Ce sont, dit-il, de maîtres moines qui vivent en communauté dans des monastères sous la conduite d'un supérieur, lequel s'applique particulièrement à la prédication. Ces dervis font vœu de pauvreté, de chasteté, et d'obéissance ; mais ils se dispensent aisément des deux premiers, et même ils sortent de leur ordre sans scandale pour se marier quand l'envie leur en prend. Les Turcs tiennent pour maxime que la tête de l'homme est trop légère pour être longtemps dans la même disposition ; et c'est une maxime incontestable. Le général de l'ordre des dervis réside à Cogna, qui est l'ancienne ville d'Iconium, capitale de la Lycaonie dans l'Asie mineure. Ottoman premier empereur des Turcs érigea le supérieur du couvent de cette ville en chef-d'ordre, et accorda de grands privilèges à cette maison. On assure qu'elle entretient plus de cinq cent religieux, et que leur fondateur fut un sultan de la même ville appelé Meleleva, d'où vient qu'on les appelle les melelevis : ils ont le tombeau de ce sultan dans leur couvent. Quelques-uns ajoutent au récit de M. de Tournefort, que lorsque le chapitre général se tient dans ce couvent, il s'y rencontre quelquefois plus de huit mille melelevis.

### CONSIGNE 1
Réécrivez sous forme de liste le paragraphe du texte sur les dervis qui commence par « Ce sont, dit-il » en conservant ses faits principaux.
### CONSIGNE 2
Poursuivez le texte sur les dervis à partir de sa dernière phrase.

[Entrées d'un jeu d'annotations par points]
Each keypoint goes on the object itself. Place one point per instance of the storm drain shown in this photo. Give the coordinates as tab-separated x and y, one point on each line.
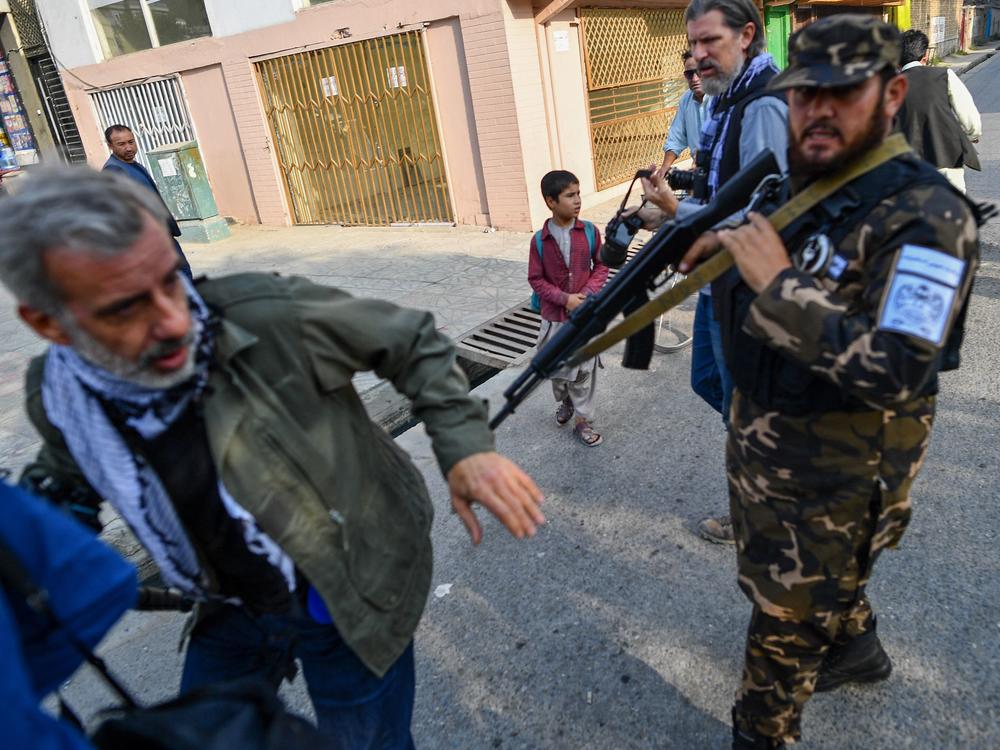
508	340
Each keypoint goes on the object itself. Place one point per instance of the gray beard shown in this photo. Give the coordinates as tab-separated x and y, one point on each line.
139	373
718	84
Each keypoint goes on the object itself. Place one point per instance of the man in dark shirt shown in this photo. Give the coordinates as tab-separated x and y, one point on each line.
939	117
121	141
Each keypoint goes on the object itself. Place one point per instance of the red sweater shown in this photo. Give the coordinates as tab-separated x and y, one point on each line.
553	281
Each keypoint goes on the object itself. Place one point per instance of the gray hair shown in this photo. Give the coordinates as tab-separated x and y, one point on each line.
75	208
735	14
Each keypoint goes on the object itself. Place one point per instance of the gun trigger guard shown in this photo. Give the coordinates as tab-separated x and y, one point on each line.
765	192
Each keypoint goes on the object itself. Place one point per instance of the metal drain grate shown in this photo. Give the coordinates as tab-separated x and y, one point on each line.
509	339
504	341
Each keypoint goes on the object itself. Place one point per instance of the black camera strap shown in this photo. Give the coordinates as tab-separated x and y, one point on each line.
16	579
892	147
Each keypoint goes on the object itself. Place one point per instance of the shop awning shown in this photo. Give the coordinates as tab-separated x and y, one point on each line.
545	10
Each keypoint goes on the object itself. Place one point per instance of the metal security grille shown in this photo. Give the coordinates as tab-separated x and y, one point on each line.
634	82
57	109
357	133
154	110
28	27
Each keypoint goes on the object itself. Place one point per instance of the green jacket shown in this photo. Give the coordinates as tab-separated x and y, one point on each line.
294	446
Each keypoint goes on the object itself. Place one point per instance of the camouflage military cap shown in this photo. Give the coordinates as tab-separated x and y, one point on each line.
839	50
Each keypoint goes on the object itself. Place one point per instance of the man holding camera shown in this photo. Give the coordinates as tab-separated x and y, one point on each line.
728	48
835	331
220	420
685	129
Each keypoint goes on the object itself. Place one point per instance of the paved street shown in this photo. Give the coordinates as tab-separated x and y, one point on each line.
616	627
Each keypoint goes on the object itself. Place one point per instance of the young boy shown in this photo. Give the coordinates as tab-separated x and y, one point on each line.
564	273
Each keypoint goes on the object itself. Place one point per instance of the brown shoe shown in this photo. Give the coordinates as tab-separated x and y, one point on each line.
565	412
585	433
718	530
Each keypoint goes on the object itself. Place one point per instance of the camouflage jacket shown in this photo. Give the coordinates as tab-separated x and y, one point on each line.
294	445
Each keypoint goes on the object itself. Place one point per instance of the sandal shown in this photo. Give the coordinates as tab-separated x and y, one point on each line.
585	432
565	412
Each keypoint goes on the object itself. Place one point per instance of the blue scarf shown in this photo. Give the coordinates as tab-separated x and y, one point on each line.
74	392
716	126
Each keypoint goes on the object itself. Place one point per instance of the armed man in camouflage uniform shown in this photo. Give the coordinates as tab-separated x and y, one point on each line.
834	335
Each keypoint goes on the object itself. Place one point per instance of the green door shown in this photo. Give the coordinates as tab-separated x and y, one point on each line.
778	27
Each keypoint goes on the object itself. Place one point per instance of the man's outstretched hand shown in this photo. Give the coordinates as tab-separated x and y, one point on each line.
501	487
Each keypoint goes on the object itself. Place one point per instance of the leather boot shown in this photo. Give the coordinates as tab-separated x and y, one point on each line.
860	660
752	740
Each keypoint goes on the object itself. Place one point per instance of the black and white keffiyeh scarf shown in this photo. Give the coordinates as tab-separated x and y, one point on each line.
716	126
73	390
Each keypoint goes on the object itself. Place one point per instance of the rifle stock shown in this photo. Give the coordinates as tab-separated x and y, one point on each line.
630	287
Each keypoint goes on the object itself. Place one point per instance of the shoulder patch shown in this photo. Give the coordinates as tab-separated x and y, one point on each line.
921	293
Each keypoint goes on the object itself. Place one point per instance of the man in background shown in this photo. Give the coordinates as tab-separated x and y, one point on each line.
727	44
685	130
939	117
121	141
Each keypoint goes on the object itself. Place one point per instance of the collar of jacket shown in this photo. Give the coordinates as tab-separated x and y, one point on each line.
232	339
577	224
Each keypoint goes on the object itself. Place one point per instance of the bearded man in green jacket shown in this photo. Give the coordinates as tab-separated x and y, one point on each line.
219	419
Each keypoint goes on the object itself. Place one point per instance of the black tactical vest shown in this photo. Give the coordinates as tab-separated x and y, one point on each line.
775	382
730	162
929	124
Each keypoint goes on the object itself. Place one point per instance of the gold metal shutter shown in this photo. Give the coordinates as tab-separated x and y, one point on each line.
634	82
356	133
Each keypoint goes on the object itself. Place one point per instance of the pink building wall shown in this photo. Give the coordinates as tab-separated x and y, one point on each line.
471	66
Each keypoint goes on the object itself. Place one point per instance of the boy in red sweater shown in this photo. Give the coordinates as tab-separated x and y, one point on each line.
564	267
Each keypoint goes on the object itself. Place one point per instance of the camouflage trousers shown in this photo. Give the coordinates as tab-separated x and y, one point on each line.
814	501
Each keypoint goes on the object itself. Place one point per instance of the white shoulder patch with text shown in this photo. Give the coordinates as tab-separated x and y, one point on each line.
921	293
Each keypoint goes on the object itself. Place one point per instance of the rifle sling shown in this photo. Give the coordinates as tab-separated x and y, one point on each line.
893	146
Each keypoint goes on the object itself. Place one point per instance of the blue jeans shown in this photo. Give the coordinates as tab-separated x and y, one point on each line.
709	377
356	709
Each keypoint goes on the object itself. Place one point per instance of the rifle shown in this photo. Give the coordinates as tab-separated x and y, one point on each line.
630	288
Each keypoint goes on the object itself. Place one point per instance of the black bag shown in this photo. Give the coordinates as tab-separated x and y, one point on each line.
244	714
241	715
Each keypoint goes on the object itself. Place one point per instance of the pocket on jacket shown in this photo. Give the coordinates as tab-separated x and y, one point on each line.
389	533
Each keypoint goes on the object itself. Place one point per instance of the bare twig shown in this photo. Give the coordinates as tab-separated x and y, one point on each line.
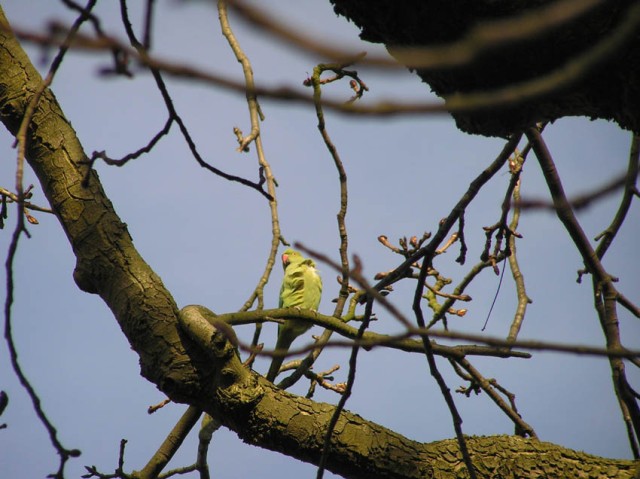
605	294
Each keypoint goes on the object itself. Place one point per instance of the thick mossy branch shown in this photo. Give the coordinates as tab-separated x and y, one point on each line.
191	355
107	262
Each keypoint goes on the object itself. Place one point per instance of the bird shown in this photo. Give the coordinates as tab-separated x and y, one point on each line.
301	288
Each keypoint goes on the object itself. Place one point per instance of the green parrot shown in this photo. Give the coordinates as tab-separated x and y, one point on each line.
301	288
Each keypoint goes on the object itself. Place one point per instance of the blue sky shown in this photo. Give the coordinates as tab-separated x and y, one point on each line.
208	239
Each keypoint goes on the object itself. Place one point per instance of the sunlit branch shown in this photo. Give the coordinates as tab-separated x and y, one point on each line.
480	40
21	139
510	95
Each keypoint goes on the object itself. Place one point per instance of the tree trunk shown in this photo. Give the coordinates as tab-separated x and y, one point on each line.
197	364
506	71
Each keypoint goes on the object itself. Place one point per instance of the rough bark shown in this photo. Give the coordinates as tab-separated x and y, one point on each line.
180	363
609	90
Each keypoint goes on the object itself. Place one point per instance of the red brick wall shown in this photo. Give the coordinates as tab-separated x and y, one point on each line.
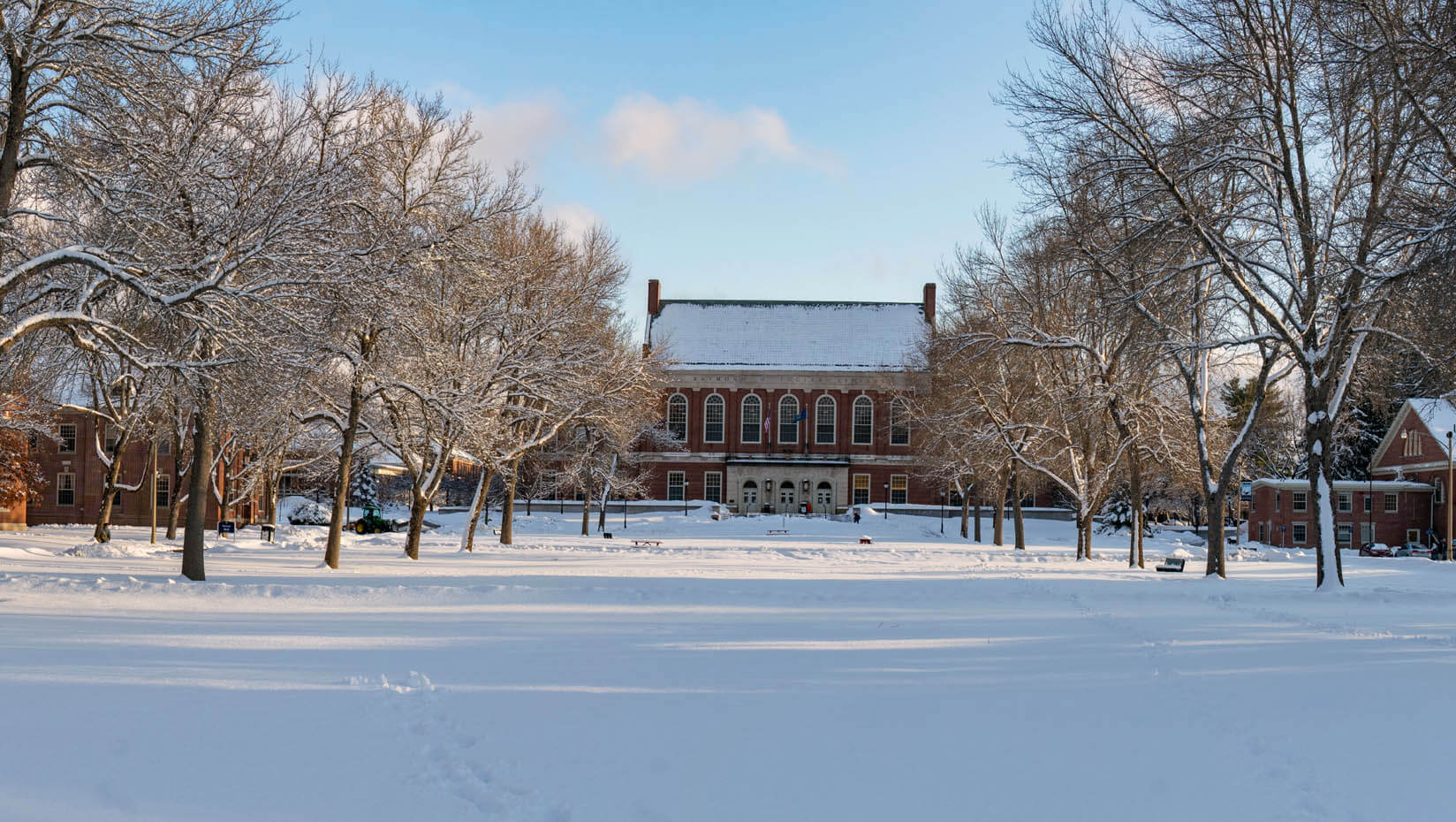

### RÉSULTAT 1
- Les dervis sont des moines vivant en communauté dans des monastères, sous un supérieur qui se consacre surtout à la prédication.
- Ils font vœu de pauvreté, de chasteté et d'obéissance, mais se dispensent aisément des deux premiers et peuvent quitter l'ordre sans scandale pour se marier.
- Les Turcs tiennent pour maxime que la tête de l'homme est trop légère pour garder longtemps la même disposition.
- Le général de l'ordre réside à Cogna, l'ancienne Iconium, capitale de la Lycaonie en Asie mineure.
- Ottoman, premier empereur des Turcs, fit du supérieur de ce couvent un chef d'ordre et accorda de grands privilèges à la maison.
- Le couvent entretiendrait plus de cinq cents religieux.
- Leur fondateur serait un sultan de cette ville nommé Meleleva, dont ils tirent le nom de melelevis. Son tombeau se trouve dans leur couvent.
- Selon certains ajouts au récit de M. de Tournefort, le chapitre général y réunit parfois plus de huit mille melelevis.

### RÉSULTAT 2
Les dervis qui portent des chemises, les ont par pénitence de la plus grosse toîle qui se puisse trouver ; ceux qui n'en portent point mettent sur la chair une veste de bure de couleur brune que l'on travaille à Cogna, et qui descend un peu plus bas que le gras de jambe ; ils la boutonnent quand ils veulent : mais ils ont la plupart du temps la poitrine découverte jusqu'à leur ceinture, qui est ordinairement de cuir noir. Les manches de cette veste sont larges comme celles des chemises de femme en France, et ils portent par-dessus une espèce de casaque ou de mantelet, dont les manches ne descendent que jusqu'au coude. Ces moines ont les jambes nues, et se servent souvent de pantoufles à l'ordinaire : leur tête est couverte d'un bonnet de poil de chameau d'un blanc sale, sans aucun bord, fait en pain de sucre, arrondi néanmoins en manière de dome. Quelques-uns y roulent un linge ou une sesse pour en faire un turban.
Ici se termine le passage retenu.